Natural-language object grounding data:
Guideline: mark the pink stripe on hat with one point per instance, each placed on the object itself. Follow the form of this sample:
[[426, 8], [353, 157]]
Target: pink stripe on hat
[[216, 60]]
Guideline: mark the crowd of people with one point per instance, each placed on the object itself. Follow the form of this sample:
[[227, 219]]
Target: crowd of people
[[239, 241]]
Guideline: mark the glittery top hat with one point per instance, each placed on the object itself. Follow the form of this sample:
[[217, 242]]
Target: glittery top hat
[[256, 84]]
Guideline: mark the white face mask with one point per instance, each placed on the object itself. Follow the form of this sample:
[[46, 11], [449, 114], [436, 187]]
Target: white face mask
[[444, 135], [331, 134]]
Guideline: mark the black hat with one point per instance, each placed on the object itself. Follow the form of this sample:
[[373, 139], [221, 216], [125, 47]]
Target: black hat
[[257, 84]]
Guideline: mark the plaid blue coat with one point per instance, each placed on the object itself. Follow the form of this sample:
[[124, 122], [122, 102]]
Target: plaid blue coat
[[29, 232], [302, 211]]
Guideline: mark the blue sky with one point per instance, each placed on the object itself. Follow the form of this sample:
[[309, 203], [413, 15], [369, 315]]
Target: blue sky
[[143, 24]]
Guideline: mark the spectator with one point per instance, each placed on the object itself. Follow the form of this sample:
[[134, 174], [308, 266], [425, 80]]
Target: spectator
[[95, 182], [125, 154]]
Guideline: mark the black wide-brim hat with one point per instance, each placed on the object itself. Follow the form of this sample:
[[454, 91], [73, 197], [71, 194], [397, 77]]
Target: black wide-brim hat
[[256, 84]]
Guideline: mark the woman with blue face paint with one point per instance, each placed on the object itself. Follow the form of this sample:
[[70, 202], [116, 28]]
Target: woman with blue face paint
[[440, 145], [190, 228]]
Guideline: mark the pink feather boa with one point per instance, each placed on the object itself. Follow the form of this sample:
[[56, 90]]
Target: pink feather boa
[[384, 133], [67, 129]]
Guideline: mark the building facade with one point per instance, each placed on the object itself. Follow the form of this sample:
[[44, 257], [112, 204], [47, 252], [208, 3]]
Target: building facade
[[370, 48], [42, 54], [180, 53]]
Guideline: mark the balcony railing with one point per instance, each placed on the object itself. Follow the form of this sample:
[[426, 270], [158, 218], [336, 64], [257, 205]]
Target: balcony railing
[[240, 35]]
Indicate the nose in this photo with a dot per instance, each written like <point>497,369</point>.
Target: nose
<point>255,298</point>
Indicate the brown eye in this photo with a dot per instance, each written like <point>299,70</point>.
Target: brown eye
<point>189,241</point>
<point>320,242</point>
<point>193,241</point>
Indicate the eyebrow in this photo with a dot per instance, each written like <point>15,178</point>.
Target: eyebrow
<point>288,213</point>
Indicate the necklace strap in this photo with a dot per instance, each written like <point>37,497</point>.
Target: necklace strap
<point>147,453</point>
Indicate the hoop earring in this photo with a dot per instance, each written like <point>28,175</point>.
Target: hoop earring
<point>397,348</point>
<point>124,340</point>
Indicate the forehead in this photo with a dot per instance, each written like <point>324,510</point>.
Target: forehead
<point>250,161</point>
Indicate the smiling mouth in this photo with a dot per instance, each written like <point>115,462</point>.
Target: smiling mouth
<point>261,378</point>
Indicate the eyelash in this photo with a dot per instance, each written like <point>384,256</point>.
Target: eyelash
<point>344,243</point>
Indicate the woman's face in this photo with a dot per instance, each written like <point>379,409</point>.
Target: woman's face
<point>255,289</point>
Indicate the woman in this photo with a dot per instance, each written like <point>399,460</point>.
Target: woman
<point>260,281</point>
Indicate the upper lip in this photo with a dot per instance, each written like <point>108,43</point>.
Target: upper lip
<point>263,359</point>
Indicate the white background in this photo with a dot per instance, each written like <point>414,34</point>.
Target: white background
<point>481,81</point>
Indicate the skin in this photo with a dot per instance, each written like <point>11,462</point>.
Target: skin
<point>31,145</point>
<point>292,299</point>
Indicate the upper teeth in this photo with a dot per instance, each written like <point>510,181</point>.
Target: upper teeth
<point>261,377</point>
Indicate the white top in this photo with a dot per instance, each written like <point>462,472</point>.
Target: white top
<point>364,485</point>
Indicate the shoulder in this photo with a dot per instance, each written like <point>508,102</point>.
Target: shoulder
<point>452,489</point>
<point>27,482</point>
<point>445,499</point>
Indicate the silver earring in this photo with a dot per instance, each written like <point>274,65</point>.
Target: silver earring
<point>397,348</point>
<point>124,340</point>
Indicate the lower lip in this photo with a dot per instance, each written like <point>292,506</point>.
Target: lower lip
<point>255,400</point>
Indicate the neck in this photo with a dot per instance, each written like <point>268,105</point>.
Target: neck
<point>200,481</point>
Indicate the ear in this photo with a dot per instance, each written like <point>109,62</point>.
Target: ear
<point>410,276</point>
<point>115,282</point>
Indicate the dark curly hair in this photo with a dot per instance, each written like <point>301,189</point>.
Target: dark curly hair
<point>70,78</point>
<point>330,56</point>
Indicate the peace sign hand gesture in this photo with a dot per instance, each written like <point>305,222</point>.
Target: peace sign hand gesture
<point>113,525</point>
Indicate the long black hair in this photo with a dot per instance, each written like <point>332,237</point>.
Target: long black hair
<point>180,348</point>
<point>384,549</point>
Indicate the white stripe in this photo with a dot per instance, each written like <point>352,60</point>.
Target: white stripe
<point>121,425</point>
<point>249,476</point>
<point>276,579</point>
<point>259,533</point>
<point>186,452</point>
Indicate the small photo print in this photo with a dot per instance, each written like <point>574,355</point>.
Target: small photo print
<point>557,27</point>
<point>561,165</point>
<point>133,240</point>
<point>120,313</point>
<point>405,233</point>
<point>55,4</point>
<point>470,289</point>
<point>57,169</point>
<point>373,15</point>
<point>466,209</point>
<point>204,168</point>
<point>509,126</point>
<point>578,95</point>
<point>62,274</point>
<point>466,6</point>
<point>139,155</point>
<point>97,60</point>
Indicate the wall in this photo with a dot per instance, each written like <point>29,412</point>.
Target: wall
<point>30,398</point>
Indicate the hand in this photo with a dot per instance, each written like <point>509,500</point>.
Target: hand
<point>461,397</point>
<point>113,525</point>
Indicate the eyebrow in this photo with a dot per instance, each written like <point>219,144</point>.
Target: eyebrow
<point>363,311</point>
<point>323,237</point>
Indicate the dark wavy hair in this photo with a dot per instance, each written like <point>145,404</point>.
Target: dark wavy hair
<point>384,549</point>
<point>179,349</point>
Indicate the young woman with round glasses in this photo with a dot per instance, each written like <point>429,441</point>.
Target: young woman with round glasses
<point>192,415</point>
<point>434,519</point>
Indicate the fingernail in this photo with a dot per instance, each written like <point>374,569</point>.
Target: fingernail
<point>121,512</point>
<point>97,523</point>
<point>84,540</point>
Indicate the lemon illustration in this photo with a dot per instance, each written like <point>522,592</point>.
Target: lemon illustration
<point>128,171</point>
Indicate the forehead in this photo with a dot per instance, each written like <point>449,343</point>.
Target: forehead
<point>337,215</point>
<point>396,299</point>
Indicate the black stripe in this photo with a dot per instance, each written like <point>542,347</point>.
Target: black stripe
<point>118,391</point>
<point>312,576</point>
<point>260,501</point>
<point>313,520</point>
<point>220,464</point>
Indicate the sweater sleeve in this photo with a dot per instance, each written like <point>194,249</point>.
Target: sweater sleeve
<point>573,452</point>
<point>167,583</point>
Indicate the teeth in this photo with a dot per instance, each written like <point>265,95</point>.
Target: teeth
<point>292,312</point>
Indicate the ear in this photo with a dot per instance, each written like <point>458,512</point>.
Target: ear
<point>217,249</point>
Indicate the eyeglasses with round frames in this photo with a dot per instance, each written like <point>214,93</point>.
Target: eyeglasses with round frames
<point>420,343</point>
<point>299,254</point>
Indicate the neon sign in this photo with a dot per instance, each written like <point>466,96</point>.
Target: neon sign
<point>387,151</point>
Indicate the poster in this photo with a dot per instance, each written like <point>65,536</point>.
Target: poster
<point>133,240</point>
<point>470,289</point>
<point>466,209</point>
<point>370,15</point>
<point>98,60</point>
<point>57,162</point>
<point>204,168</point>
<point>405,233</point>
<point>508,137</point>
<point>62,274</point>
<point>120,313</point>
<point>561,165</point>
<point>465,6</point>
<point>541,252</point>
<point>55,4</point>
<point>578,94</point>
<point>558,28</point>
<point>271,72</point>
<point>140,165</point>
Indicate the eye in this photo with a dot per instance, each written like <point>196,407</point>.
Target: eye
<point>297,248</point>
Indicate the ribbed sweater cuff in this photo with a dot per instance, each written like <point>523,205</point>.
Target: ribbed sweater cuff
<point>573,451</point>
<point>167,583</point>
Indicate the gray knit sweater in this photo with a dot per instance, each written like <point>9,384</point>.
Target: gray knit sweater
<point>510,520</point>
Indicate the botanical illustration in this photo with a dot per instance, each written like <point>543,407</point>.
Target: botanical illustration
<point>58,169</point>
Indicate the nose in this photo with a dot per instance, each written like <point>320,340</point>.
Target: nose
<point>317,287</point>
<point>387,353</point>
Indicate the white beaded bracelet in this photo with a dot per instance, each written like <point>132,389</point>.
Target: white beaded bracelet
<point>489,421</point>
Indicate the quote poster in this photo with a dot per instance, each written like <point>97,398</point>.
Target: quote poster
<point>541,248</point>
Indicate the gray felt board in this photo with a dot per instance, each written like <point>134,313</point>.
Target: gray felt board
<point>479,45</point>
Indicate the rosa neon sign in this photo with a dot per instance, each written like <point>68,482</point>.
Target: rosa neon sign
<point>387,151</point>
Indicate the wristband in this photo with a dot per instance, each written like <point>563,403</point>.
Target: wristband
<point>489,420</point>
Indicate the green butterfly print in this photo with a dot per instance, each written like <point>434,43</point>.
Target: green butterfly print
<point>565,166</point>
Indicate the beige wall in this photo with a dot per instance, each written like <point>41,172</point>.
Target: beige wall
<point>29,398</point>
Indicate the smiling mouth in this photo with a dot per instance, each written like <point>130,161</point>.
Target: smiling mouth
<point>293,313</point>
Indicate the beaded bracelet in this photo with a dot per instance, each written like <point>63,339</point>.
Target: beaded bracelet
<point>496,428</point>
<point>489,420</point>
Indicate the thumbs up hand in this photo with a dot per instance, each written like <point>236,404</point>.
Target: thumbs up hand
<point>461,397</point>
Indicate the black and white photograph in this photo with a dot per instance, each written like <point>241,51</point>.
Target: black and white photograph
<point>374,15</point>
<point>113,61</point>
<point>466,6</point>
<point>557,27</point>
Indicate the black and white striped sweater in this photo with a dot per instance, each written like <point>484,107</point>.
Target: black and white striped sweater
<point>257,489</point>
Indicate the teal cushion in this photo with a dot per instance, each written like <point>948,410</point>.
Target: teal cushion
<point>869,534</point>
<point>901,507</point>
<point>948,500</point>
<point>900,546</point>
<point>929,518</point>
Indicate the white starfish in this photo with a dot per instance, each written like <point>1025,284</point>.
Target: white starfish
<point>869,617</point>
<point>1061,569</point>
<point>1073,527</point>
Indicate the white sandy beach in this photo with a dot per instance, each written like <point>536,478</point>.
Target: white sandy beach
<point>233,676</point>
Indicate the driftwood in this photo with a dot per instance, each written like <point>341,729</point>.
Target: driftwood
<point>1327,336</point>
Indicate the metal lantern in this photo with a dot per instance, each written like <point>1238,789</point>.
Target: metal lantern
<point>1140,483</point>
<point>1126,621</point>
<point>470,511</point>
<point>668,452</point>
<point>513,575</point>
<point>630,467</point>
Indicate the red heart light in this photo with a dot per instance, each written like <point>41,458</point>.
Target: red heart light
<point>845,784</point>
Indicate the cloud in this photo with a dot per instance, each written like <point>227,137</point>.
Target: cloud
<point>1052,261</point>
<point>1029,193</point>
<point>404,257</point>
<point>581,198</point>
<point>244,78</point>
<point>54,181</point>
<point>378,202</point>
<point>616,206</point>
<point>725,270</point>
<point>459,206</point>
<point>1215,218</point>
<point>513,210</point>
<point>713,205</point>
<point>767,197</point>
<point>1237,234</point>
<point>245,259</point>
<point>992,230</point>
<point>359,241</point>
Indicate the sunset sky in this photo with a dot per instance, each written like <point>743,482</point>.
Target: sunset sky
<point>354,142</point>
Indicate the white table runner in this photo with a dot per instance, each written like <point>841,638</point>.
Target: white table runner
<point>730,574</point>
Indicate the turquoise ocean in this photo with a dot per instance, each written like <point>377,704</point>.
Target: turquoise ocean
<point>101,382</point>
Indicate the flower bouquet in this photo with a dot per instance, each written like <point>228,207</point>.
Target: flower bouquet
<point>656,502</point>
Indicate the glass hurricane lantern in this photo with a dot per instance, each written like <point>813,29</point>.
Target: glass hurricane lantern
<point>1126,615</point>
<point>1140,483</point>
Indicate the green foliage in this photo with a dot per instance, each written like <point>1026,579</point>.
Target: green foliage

* About this exercise
When you reach the line holding "Indicate the thumbs" in the records above, begin reproducing exactly, stop after the line holding "Indicate the black and white photograph", and output nothing else.

* Response for this exercise
Indicate the thumbs up hand in this photo with a dot per instance, each written like <point>236,404</point>.
Target: thumbs up hand
<point>461,397</point>
Indicate the black and white photograph in this photo with a dot per instance, each written like <point>241,51</point>.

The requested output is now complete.